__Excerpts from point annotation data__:
<<<<

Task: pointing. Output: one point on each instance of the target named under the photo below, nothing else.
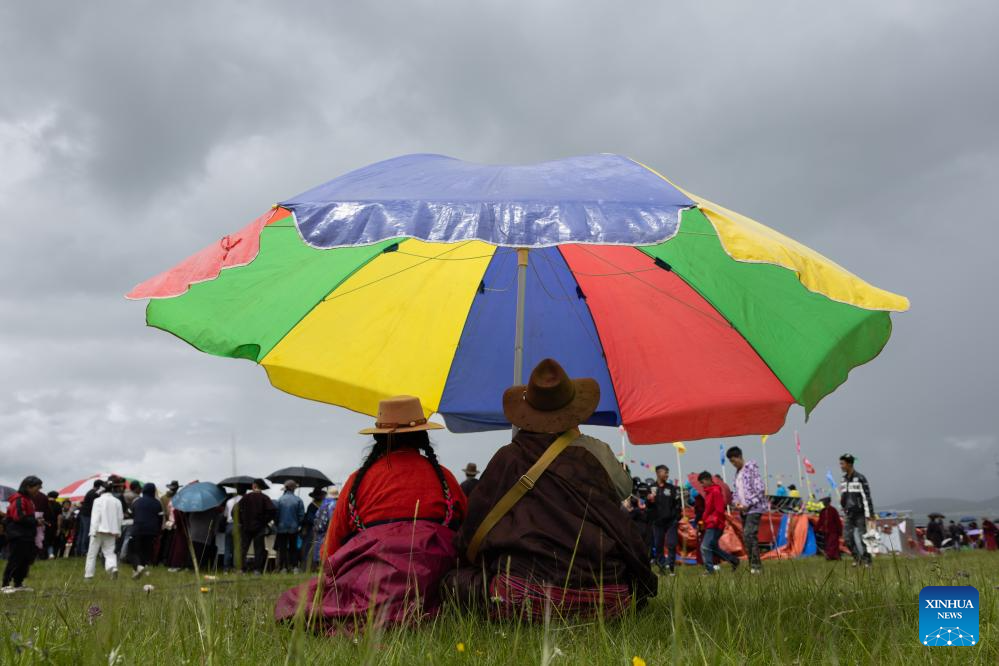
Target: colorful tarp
(401, 278)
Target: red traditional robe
(990, 532)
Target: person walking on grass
(86, 508)
(229, 559)
(714, 524)
(166, 536)
(750, 500)
(830, 527)
(855, 498)
(21, 529)
(664, 505)
(308, 528)
(105, 529)
(291, 513)
(254, 512)
(147, 517)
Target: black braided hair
(384, 443)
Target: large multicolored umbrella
(76, 491)
(431, 276)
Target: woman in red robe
(830, 525)
(390, 539)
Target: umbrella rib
(335, 295)
(632, 274)
(574, 310)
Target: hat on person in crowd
(551, 402)
(403, 413)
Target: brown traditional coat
(568, 530)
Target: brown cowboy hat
(403, 413)
(550, 401)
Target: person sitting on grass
(392, 539)
(21, 529)
(714, 524)
(544, 526)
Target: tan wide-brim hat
(403, 413)
(551, 402)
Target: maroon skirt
(387, 574)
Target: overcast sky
(134, 134)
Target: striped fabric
(512, 596)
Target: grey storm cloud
(133, 134)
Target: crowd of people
(123, 521)
(656, 506)
(554, 522)
(955, 535)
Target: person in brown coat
(253, 513)
(565, 541)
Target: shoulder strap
(519, 489)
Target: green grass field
(799, 612)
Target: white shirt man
(105, 528)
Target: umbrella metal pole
(518, 344)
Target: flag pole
(518, 343)
(679, 476)
(766, 473)
(624, 445)
(797, 447)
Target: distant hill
(947, 505)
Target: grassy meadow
(798, 612)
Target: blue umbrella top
(200, 496)
(604, 199)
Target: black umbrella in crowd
(238, 482)
(303, 476)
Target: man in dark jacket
(254, 512)
(858, 509)
(21, 528)
(147, 520)
(664, 502)
(565, 542)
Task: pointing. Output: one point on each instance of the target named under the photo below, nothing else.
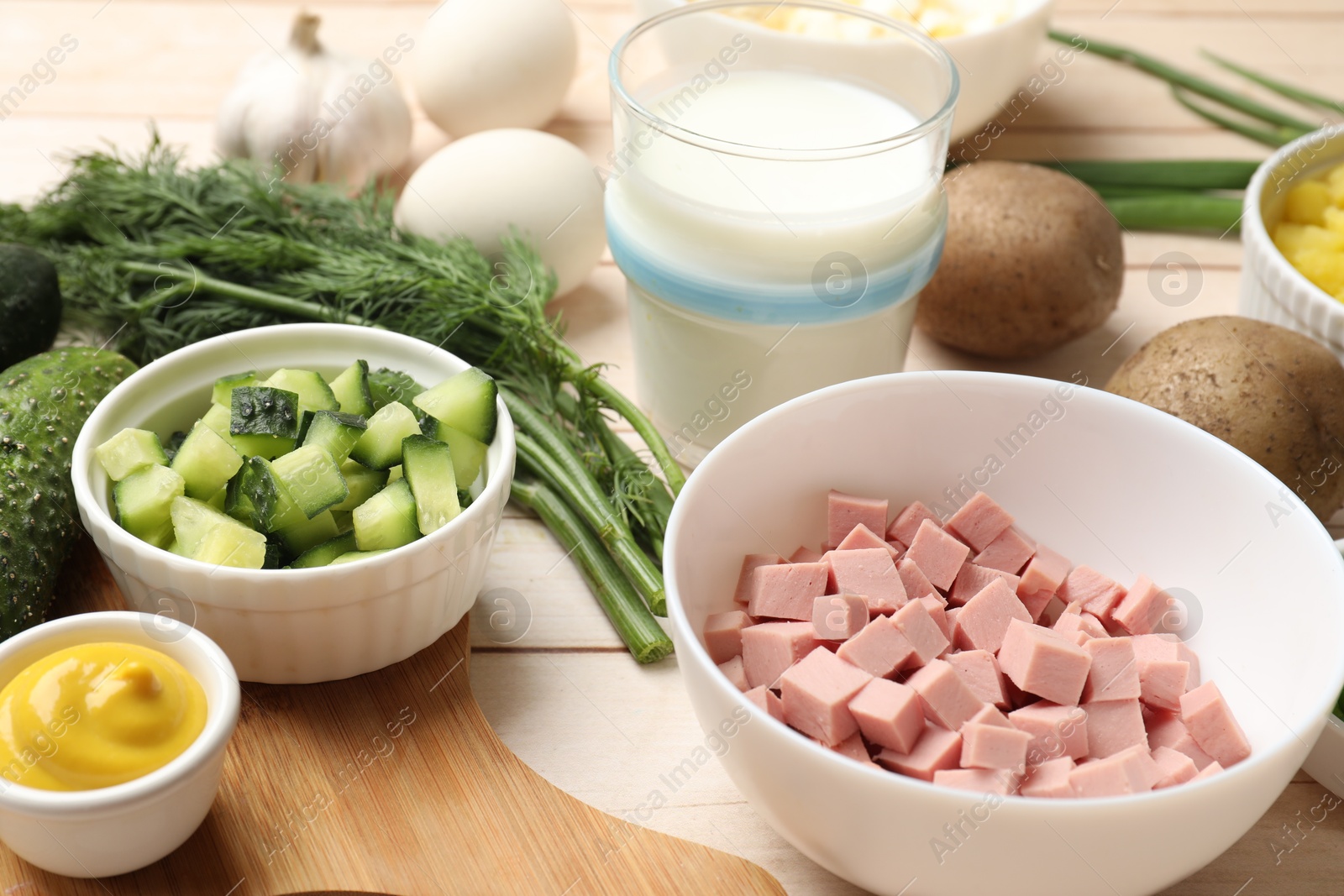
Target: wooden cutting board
(389, 783)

>>>>

__DIRECTIVE__: Please write out every one of the lines above word for word, leaving the pictures out.

__RESULT FOR THIS TASK__:
Task: pointing. Output: one point on each instance of the target named under the photo below, nothing else.
Target: colorful tarp
(401, 278)
Target: red traditional robe
(990, 532)
Target: person walking on grass
(86, 508)
(229, 559)
(714, 524)
(166, 536)
(750, 500)
(830, 527)
(855, 498)
(21, 529)
(664, 505)
(308, 528)
(105, 529)
(291, 513)
(254, 512)
(147, 517)
Target: black braided hair
(384, 443)
Target: large multicolored umbrella
(76, 491)
(431, 276)
Target: woman in red robe
(830, 525)
(390, 539)
Target: umbrella rib
(335, 295)
(632, 274)
(574, 310)
Target: hat on person in crowd
(551, 402)
(403, 413)
Target: brown traditional coat
(568, 530)
Target: brown cowboy hat
(403, 413)
(550, 401)
Target: person sitting on grass
(392, 539)
(21, 529)
(714, 524)
(544, 526)
Target: tan wide-brim hat
(403, 413)
(551, 402)
Target: maroon skirt
(387, 574)
Target: overcast sky
(134, 134)
Target: striped fabric
(512, 596)
Target: grey storm cloud
(133, 134)
Target: crowd of people
(123, 521)
(656, 506)
(554, 522)
(955, 535)
Target: person in brown coat
(253, 513)
(565, 541)
Target: shoulder strap
(519, 489)
Target: green grass field
(799, 612)
Target: white shirt man
(105, 528)
Target: umbrella metal pole
(518, 344)
Target: flag pole
(518, 343)
(679, 476)
(766, 473)
(624, 445)
(797, 447)
Target: distant hill
(947, 505)
Target: grassy meadow
(798, 612)
Target: blue umbrella top
(200, 496)
(604, 199)
Target: black umbrella in crowd
(238, 482)
(303, 476)
Target: man in dark jacket
(254, 512)
(858, 509)
(21, 528)
(147, 520)
(664, 502)
(565, 542)
Task: pointing. Output: one point on each instance of the target named under the photo below, nothing else.
Target: wooden cutting board
(389, 783)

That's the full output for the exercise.